• [WRITTEN EXERCISE] Convert the material below, starting at the line containing "If any hill is" and ending at the line containing "xmin=0 ymin=0 xmax=320 ymax=106", into a two-column CSV with the header text,answer. Give each text and the answer that follows it one row, with each value in a single quoted field and any line breaks replaced by spaces.

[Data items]
· · · ·
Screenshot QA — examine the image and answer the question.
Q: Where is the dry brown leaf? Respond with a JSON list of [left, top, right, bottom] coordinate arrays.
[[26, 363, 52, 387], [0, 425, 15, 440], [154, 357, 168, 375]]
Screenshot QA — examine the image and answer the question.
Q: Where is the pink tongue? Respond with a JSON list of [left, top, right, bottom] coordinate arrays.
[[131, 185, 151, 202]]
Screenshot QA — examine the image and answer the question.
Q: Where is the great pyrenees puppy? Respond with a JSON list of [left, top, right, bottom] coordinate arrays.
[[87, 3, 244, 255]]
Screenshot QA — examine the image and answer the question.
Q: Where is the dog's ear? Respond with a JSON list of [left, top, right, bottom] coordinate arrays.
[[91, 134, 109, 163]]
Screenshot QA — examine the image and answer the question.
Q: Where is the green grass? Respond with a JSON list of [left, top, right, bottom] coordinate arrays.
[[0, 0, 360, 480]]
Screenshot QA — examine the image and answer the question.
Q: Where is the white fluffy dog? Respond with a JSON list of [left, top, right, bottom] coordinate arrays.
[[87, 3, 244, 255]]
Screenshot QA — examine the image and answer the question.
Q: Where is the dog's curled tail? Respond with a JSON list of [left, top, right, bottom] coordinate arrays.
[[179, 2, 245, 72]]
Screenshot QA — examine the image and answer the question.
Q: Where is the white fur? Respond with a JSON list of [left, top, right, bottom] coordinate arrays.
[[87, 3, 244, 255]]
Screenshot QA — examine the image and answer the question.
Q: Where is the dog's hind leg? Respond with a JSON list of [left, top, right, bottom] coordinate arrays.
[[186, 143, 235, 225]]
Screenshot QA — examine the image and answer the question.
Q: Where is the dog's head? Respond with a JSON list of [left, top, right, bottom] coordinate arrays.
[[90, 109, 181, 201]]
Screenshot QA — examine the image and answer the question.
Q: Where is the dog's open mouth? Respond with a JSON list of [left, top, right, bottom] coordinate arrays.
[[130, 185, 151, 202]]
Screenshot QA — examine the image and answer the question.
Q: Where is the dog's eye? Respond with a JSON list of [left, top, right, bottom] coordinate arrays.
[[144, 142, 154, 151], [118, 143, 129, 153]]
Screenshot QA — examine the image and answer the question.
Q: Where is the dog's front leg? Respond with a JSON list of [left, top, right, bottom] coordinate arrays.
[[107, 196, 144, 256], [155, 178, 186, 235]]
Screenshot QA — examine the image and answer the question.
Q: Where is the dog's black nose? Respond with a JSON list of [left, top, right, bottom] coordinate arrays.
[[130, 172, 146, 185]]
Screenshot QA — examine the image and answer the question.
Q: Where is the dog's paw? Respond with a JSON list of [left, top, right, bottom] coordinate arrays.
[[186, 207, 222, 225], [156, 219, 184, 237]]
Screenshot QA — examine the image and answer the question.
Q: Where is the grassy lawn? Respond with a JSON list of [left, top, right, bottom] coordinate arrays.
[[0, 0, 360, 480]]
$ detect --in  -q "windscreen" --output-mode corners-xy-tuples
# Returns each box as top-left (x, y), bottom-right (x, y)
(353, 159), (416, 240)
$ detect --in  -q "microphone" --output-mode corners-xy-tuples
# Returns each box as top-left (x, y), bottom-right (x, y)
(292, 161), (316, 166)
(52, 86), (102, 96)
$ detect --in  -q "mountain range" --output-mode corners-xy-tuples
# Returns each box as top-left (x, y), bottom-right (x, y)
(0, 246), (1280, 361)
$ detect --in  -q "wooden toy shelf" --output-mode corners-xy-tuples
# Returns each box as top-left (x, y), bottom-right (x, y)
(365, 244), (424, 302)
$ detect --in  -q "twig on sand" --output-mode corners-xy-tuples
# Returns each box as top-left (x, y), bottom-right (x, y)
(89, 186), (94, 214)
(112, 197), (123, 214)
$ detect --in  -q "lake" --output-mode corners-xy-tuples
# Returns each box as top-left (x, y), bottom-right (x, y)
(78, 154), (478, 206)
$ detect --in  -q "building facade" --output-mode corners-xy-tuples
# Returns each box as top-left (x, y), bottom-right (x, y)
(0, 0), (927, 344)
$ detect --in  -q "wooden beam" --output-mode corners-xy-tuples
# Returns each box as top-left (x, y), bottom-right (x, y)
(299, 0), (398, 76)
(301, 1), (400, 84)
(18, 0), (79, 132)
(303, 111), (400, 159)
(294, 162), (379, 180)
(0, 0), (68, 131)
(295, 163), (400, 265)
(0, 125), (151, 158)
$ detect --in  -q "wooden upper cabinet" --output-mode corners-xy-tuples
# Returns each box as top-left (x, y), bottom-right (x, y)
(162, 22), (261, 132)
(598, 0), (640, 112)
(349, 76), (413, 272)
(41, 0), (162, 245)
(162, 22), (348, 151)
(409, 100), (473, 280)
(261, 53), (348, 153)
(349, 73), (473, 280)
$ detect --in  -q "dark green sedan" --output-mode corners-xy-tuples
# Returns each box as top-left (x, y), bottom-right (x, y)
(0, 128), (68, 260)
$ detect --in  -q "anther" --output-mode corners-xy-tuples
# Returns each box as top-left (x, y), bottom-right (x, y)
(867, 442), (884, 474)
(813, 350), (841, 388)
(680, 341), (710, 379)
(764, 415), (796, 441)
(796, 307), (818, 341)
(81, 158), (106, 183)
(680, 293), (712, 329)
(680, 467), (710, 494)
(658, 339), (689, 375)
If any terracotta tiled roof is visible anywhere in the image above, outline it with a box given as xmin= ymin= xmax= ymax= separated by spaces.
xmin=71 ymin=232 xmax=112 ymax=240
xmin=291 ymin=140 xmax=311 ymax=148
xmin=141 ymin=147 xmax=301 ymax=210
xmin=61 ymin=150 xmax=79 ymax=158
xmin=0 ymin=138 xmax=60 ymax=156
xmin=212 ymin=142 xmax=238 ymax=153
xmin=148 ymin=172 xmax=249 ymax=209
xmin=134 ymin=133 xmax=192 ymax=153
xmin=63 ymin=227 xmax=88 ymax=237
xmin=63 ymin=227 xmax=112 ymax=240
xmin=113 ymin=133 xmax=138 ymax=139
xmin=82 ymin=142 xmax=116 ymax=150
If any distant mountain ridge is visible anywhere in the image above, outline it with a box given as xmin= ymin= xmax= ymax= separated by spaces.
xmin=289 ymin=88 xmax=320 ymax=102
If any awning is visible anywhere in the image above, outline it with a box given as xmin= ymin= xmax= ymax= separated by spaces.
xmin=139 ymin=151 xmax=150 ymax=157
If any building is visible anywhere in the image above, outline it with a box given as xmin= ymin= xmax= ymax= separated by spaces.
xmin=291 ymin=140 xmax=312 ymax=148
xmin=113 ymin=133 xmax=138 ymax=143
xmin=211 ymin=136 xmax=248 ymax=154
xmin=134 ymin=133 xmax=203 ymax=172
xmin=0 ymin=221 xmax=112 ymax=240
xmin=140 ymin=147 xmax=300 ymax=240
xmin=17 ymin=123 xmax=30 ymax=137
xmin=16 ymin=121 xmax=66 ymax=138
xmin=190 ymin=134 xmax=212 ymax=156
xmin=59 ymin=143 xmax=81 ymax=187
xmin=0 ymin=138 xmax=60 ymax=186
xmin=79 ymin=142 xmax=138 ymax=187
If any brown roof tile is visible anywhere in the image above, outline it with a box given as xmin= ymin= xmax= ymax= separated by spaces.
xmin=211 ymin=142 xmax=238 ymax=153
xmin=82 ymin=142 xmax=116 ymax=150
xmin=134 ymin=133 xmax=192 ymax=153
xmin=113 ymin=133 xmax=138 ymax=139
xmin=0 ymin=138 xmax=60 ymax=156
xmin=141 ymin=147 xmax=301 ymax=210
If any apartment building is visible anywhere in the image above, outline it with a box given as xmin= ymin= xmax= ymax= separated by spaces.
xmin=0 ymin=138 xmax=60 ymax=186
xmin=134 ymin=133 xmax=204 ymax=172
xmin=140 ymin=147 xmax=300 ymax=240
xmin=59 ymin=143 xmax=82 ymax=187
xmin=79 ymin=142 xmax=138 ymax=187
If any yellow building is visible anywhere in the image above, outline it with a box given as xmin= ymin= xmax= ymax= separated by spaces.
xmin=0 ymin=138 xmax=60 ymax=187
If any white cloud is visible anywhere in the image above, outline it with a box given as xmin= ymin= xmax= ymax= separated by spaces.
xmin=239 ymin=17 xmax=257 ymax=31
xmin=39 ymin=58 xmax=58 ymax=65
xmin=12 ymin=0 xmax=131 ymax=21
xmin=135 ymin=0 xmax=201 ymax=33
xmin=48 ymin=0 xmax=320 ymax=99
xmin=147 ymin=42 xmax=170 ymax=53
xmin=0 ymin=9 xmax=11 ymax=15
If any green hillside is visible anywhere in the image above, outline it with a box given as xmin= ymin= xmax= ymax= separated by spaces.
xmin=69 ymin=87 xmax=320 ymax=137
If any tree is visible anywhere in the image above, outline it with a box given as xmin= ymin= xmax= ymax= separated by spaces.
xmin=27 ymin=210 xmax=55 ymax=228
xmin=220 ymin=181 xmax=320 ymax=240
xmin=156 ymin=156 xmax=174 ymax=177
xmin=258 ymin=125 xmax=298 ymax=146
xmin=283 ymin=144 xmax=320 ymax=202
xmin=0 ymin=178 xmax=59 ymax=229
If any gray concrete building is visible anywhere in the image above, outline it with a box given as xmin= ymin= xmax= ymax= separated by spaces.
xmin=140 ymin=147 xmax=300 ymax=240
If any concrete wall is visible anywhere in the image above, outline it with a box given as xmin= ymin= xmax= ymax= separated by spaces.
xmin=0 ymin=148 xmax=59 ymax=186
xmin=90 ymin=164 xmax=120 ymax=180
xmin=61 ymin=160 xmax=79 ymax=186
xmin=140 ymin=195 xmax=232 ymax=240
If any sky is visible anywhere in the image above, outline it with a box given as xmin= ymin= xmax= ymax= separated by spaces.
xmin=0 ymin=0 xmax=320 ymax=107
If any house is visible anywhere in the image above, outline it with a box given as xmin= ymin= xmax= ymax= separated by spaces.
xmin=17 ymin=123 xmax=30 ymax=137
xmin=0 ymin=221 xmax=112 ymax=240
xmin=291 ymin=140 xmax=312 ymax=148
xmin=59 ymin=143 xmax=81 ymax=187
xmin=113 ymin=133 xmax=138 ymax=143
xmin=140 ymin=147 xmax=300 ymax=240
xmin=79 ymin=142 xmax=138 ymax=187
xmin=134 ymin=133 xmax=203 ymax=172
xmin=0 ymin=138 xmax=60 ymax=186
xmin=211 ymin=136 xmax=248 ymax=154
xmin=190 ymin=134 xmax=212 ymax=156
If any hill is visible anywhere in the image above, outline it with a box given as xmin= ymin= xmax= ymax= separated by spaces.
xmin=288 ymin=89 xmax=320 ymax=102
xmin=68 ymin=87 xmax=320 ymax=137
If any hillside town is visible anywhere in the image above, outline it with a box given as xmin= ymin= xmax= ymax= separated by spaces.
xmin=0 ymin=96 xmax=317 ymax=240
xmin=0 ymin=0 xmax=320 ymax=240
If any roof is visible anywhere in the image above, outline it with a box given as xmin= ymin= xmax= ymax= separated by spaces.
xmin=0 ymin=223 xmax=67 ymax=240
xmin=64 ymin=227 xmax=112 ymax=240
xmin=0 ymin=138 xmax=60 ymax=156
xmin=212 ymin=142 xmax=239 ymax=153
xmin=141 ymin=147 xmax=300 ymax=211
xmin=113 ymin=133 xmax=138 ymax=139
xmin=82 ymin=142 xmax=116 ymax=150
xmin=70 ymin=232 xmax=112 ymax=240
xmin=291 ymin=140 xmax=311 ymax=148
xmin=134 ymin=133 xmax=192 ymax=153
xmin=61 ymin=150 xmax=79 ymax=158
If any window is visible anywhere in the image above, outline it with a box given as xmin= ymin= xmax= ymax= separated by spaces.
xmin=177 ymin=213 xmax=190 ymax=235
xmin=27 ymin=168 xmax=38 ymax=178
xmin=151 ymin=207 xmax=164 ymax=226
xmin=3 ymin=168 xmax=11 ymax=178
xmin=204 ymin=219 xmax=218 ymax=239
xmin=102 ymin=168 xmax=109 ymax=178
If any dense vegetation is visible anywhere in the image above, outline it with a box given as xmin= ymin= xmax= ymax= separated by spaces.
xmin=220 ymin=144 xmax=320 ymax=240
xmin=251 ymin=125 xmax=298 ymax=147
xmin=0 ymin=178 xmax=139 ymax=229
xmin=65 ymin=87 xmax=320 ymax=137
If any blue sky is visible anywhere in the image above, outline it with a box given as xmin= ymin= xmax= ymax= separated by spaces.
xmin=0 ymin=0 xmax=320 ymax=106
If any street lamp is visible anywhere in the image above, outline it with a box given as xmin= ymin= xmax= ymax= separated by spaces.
· · · ·
• [SOLUTION FOR THIS PROBLEM]
text,answer
"If any hill is visible anywhere in the image above, outline it with a box given as xmin= ymin= xmax= ymax= separated by spaces.","xmin=288 ymin=89 xmax=320 ymax=102 xmin=68 ymin=87 xmax=320 ymax=137"
"If any hillside town is visible anywhere in the image above, outline it with a box given as xmin= ymin= xmax= ymax= separated by spaces.","xmin=0 ymin=96 xmax=317 ymax=240 xmin=0 ymin=0 xmax=320 ymax=240"
"If any roof is visible anywhere in the image above, outline it with a box given as xmin= ymin= xmax= ymax= separated by spaces.","xmin=0 ymin=223 xmax=67 ymax=240 xmin=64 ymin=227 xmax=112 ymax=240 xmin=0 ymin=138 xmax=60 ymax=156 xmin=212 ymin=142 xmax=239 ymax=153 xmin=141 ymin=147 xmax=300 ymax=211 xmin=113 ymin=133 xmax=138 ymax=139 xmin=82 ymin=142 xmax=116 ymax=150 xmin=70 ymin=232 xmax=112 ymax=240 xmin=291 ymin=140 xmax=311 ymax=148 xmin=134 ymin=133 xmax=192 ymax=153 xmin=61 ymin=150 xmax=79 ymax=158"
"If any window is visible anywhere in the image above, outline it with a box given as xmin= ymin= xmax= ymax= separated by spaces.","xmin=177 ymin=213 xmax=190 ymax=235 xmin=27 ymin=168 xmax=38 ymax=178 xmin=151 ymin=207 xmax=164 ymax=226 xmin=3 ymin=168 xmax=11 ymax=178 xmin=204 ymin=219 xmax=218 ymax=239 xmin=102 ymin=168 xmax=109 ymax=178"
"If any dense vegetation is visible anywhere in the image above, outline it with a box given as xmin= ymin= xmax= ymax= separated by spaces.","xmin=220 ymin=144 xmax=320 ymax=240 xmin=251 ymin=125 xmax=298 ymax=147 xmin=0 ymin=178 xmax=139 ymax=229 xmin=65 ymin=87 xmax=320 ymax=137"
"If any blue sky is visible anywhere in the image above, outline it with a box given as xmin= ymin= xmax= ymax= separated by spaces.","xmin=0 ymin=0 xmax=320 ymax=106"